■ WHAT IS REQUIRED ■
The data follows this line. Copy verbatim the line with "formatted like (110,31)." and each line after it to the end.

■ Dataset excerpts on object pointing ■
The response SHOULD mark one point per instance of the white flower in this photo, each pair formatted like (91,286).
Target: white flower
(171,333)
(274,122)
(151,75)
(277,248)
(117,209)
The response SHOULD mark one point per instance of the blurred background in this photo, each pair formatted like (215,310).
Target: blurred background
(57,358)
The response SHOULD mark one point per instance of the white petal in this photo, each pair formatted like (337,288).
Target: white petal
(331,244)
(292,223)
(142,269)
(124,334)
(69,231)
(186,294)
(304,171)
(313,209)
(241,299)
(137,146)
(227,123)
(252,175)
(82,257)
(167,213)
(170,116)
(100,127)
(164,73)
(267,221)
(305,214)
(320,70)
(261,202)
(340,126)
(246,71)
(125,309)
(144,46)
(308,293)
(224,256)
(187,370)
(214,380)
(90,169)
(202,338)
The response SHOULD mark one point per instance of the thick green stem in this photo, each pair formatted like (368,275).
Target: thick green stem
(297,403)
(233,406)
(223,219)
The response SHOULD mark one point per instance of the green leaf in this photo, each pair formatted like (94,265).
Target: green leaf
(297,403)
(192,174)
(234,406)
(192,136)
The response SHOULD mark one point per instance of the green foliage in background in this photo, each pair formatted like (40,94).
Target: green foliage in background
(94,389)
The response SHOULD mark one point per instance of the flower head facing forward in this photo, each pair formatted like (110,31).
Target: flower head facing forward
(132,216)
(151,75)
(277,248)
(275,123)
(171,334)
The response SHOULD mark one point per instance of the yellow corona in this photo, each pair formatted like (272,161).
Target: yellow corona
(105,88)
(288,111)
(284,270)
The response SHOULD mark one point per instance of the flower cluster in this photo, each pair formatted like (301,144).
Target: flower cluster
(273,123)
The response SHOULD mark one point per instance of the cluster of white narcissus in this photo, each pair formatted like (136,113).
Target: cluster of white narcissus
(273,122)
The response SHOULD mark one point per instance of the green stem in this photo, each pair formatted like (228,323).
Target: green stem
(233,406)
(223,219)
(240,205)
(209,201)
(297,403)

■ SOLUTION TO THE PROBLEM ■
The response SHOULD mark one point per instance of the flower head facing forward in this photo, each pair formatted like (110,31).
Target: flower head facing forward
(132,216)
(151,75)
(277,248)
(275,123)
(171,334)
The response SHOULD mark one point per instance of the yellow corona in this photo, each pair formatted like (272,161).
Target: yellow corona
(105,88)
(288,111)
(284,270)
The response SHOULD mark one point per instance of the flower cluster in this photo, each pair formatted like (301,144).
Target: flower cluster
(273,123)
The response SHOULD mark one point per instance of the cluster of white narcissus in this photo, each pair formatted like (136,113).
Target: cluster of white narcissus
(273,122)
The response SHOULD mark one point per instance of the green stem in this photo, each pair formatted like (228,323).
Target: green stem
(233,406)
(223,219)
(240,205)
(209,201)
(297,403)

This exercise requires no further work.